--- TEXT SECTION Enclosed Below ---
Client Resources and Discoveries
Have you ever had a friend come up to you and thank you for advice that you never gave them? They earnestly believe that you told them to pursue a relationship, a job, or a hobby that you don’t remember recommending to them? If so you’ve experienced what can happen when you’re listening to other people. They form their own opinions of what you’re saying – whether you say it or not.
Sometimes you share some part of an idea but they combine it with something else they knew, another idea, or something else and they come up with something totally different than your original intent but yet they still attribute the idea back to you.
The research seems to show that clients are more successful when they’re relying on their own resources to get better. They utilize the things that they’ve been taught and don’t depend upon the therapist to solve their problems but instead find ways to solve their own problems with the information and tools that they have. There’s no escaping the fact that it’s the client that has to do the work.
Quick Fixes
Pseudo-science sells. Everyone wants the weight loss pill that will solve their weight management problems. They crave the easy solution to quit smoking. They long for an easy way for their marriage to be better. The fact of the matter is that we want is the quick and easy. In many cases healing our thinking is a lasting change– but it is not always quick. Consider that 32% of the medical studies in highly regarded journals didn’t hold up to later studies. There’s concern that published research findings might easily be proven false.
If you can get any supposed expert to say something positive for the price of a consulting fee, how can you trust that what you’re reading is real?
Talking and Taking
Psychotherapies are as effective as drugs – though the efficacy may be quicker with drugs. However, the effects of psychotherapy continues on after the therapy ends where with psychotropic medications the drugs must be continued to continue to receive the effects. We’re facing an epidemic of prescribed drugs without therapy. We’ve become a world consumed by people who are expecting some magic pill to be the quick fix they want – without the pain of having to confront the real issues and address them.
The High Cost of Mental Health
Mental health workers are making less and less. However, the cost in the mental health system isn’t the cost of mental health. The cost of mental health in our society is the impact it has on our health care system. As mentioned in Change or Die 80% of our medical expenses are spent addressing what are effectively behavioral – or mental health problems. Add to that the fact that mental health disorders rank first among causes of disability in the United States and Western Europe.
The cost of our inability to manage our mental health is quite literally our physical health and our ability to contribute to the society.
Play it Again Sam
Rounding out the coverage in the book is that paraprofessionals (think life coaches, bartenders, hair stylists, etc.) may do as well as professionals. That’s actually interesting since I’m not likely to ever pursue a career as a licensed counselor. However, I might entertain a life coaching certification if the conditions are right.
The research has shown that consumers have grown weary of services that treat mental illnesses and substance abuse as lifelong conditions. While I believe that there is a dramatic amount of improvements that can be made quickly, I’d personally recommend periodic check-ins. However, this weariness may lead folks who have traditionally chosen counseling to consider options like coaching and other alternative ways of getting help.
Finally, research shows that by the time a client is ready to tell you that there’s a problem, they’ve already decided that it’s time to leave. So for a group of insightful people perhaps it’s a good idea to listen more carefully to the clients. Of course, a good starting point is reading what does and doesn’t work in therapy and that is The Heart and Soul of Change.
--- End of Enclosed TEXT SECTION ---
**YOUR OBJECTIVE:**
Transcribe the passage on therapy and client resources between "Talking and Taking" and "and address them.", inclusive. You will not need the records.
--- LISTED RECORDS Enclosed Below ---
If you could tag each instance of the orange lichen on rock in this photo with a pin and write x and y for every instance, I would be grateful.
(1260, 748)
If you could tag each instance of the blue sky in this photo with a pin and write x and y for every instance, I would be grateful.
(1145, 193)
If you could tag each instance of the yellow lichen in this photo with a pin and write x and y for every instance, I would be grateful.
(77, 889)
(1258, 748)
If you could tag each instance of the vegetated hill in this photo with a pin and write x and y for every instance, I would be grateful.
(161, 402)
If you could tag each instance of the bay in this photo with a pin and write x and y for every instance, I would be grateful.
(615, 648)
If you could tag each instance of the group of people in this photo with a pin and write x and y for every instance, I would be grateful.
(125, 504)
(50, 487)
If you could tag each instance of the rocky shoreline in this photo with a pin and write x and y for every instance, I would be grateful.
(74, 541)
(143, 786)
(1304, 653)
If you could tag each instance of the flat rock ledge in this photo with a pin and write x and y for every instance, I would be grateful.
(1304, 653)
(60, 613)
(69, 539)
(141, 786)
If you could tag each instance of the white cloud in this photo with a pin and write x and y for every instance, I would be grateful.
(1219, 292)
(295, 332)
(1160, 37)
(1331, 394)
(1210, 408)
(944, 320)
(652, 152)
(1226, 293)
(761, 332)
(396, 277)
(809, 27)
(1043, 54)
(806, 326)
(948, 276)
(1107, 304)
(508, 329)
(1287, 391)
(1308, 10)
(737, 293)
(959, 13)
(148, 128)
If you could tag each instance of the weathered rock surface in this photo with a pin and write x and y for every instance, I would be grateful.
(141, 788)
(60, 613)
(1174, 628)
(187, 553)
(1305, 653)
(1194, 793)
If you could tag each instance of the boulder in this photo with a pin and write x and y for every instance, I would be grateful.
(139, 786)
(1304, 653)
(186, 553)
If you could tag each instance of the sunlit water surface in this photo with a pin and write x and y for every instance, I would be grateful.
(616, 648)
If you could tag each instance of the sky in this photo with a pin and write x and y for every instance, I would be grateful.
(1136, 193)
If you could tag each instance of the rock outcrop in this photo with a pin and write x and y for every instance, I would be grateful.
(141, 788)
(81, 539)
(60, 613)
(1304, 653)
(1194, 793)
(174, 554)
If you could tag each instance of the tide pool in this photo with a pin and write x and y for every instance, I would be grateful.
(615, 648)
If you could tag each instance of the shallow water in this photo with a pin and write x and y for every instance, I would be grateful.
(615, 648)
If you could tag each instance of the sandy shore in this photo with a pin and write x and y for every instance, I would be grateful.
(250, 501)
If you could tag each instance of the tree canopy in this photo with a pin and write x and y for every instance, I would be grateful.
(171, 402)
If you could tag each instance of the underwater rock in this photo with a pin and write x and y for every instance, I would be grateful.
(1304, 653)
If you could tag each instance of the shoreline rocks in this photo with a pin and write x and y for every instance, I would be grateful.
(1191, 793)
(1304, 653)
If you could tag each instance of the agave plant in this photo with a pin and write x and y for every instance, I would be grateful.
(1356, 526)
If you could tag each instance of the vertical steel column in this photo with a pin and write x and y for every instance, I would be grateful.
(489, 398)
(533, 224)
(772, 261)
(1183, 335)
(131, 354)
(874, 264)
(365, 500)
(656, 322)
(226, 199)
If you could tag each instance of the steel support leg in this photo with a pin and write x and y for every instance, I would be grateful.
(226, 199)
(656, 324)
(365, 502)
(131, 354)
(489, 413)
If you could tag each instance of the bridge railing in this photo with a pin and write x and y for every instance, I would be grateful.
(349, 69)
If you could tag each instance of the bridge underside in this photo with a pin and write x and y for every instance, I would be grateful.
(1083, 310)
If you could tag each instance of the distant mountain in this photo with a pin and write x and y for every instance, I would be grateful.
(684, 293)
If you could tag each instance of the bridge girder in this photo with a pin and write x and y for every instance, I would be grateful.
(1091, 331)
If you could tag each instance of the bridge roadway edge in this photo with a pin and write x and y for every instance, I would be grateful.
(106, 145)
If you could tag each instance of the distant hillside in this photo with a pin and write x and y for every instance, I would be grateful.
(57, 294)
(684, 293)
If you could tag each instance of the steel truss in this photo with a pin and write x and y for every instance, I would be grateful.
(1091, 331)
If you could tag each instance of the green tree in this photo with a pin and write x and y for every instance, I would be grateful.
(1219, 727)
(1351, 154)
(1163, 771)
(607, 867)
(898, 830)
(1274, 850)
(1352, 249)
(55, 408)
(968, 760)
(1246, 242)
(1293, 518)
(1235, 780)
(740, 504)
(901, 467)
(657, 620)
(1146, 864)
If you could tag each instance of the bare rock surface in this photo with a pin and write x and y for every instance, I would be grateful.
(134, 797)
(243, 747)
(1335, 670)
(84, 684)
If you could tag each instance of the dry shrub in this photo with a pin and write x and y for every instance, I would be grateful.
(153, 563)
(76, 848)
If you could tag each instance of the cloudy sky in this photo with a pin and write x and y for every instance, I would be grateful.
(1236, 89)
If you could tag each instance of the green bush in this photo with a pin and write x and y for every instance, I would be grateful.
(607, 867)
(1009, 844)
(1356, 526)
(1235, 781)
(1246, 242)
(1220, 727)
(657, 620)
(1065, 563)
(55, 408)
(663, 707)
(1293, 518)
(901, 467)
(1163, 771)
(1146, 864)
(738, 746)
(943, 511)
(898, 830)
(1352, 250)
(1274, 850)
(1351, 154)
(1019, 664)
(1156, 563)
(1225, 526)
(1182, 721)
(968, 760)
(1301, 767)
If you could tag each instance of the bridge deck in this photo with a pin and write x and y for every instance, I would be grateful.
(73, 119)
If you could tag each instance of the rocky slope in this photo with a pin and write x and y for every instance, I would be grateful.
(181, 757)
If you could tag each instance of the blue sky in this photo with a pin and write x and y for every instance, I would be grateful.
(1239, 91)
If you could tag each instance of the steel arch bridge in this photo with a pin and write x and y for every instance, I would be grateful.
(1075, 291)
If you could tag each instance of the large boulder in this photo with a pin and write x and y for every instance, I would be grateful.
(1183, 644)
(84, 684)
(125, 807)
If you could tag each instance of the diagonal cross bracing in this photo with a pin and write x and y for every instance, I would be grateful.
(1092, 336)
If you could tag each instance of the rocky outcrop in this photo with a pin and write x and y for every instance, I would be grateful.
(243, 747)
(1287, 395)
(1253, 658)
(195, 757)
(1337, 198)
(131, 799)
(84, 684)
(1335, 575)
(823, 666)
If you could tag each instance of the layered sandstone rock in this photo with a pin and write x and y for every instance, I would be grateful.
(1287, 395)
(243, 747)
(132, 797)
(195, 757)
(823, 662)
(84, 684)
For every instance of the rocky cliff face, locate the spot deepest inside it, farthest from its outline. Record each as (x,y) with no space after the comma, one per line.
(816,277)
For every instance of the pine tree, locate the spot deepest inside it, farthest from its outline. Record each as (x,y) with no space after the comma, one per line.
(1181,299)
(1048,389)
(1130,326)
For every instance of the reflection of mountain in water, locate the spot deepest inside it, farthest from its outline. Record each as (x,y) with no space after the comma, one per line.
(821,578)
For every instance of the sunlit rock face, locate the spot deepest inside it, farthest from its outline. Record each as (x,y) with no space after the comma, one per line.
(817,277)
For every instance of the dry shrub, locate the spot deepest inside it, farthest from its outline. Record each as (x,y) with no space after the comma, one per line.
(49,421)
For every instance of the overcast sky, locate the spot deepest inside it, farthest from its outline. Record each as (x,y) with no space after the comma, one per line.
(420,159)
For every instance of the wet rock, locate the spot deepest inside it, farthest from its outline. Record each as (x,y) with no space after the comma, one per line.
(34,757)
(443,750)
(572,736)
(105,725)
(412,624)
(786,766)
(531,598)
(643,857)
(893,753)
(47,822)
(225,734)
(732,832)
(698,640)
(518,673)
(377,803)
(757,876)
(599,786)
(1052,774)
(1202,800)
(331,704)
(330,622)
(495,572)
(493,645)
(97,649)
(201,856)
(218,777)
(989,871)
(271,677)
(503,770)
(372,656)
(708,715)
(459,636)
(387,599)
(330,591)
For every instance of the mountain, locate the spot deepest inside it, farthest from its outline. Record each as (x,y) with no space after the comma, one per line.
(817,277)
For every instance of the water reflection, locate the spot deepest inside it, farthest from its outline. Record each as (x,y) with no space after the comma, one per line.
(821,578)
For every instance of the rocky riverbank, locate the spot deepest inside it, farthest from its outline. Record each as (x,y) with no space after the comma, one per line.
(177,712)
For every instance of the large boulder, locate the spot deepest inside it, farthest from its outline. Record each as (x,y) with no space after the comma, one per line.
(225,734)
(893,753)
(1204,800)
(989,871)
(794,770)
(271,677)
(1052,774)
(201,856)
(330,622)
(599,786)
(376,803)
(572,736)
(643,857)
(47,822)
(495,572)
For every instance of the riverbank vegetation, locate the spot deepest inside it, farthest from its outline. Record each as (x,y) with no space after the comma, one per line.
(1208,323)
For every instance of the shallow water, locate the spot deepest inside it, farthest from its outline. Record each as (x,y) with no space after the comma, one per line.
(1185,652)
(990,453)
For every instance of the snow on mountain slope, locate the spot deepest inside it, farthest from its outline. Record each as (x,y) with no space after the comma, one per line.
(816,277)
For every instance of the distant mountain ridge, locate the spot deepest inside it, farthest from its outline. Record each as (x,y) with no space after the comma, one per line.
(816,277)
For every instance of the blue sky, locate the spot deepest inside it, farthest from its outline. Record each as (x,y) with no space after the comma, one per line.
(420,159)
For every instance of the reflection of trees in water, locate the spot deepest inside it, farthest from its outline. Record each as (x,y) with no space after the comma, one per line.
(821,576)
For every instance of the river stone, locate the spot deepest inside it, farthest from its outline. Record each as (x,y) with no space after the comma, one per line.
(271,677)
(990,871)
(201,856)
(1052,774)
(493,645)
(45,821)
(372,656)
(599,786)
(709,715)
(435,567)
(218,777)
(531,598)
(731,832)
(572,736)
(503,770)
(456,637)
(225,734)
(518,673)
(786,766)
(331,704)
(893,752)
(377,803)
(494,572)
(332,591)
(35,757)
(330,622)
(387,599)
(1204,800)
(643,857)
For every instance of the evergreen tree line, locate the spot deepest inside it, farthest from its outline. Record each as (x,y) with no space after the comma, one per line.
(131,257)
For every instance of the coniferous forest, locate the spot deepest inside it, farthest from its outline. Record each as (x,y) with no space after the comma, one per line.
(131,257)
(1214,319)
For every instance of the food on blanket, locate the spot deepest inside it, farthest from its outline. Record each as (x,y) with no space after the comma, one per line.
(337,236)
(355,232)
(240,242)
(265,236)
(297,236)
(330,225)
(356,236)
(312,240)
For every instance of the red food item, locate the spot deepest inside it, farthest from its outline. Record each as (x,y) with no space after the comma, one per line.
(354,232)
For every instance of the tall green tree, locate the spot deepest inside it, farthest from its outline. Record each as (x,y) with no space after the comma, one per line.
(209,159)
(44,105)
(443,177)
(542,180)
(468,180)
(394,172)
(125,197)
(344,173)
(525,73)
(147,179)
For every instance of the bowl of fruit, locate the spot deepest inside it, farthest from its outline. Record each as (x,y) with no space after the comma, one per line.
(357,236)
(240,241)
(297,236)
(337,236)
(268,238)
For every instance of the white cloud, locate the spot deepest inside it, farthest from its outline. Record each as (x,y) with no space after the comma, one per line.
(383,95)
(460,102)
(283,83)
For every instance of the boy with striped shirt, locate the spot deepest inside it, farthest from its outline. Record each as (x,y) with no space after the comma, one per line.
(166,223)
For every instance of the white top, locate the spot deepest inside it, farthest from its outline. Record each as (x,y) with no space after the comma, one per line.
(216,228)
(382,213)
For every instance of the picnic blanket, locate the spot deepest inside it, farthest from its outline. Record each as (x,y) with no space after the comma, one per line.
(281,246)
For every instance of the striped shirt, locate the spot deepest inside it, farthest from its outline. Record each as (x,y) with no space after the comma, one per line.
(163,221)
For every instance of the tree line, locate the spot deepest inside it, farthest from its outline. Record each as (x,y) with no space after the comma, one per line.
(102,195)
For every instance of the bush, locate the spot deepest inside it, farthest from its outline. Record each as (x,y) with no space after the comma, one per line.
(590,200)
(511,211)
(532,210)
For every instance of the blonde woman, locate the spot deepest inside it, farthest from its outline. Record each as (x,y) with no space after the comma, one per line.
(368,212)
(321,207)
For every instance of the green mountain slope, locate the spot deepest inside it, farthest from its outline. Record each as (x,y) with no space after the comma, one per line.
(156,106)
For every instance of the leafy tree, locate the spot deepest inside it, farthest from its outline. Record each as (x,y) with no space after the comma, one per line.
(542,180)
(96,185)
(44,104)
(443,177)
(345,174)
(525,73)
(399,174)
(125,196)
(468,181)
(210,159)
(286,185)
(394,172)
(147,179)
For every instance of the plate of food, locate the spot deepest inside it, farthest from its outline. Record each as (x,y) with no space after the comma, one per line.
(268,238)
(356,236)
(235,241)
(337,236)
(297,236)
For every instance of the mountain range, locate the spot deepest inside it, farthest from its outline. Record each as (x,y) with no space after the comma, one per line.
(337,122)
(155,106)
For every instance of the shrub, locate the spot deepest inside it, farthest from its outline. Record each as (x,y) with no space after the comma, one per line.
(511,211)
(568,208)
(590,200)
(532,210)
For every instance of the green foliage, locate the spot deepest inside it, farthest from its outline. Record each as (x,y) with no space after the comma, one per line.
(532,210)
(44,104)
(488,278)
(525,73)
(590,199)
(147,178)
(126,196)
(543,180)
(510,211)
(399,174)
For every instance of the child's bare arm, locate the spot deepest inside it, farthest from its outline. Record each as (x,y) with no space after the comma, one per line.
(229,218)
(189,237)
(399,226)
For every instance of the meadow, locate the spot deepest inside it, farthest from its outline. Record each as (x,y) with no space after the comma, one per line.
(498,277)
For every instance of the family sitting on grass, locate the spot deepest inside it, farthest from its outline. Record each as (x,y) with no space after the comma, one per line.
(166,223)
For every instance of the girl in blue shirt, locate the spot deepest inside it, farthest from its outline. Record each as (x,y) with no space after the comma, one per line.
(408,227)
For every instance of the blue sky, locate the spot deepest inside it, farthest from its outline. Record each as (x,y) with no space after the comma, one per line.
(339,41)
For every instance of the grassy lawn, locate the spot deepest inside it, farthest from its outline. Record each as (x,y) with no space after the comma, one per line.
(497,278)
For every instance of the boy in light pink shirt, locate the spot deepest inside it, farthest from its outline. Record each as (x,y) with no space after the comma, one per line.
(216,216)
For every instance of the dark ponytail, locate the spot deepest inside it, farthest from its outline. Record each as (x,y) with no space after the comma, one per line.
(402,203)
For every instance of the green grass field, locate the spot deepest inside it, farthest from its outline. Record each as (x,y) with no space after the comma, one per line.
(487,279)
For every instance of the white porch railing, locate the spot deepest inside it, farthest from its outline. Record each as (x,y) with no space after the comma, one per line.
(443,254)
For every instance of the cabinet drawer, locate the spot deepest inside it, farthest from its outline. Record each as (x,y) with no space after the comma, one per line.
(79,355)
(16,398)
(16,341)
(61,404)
--- End of Enclosed LISTED RECORDS ---
**COMPLETED EXERCISE:**
Talking and Taking
Psychotherapies are as effective as drugs – though the efficacy may be quicker with drugs. However, the effects of psychotherapy continues on after the therapy ends where with psychotropic medications the drugs must be continued to continue to receive the effects. We’re facing an epidemic of prescribed drugs without therapy. We’ve become a world consumed by people who are expecting some magic pill to be the quick fix they want – without the pain of having to confront the real issues and address them.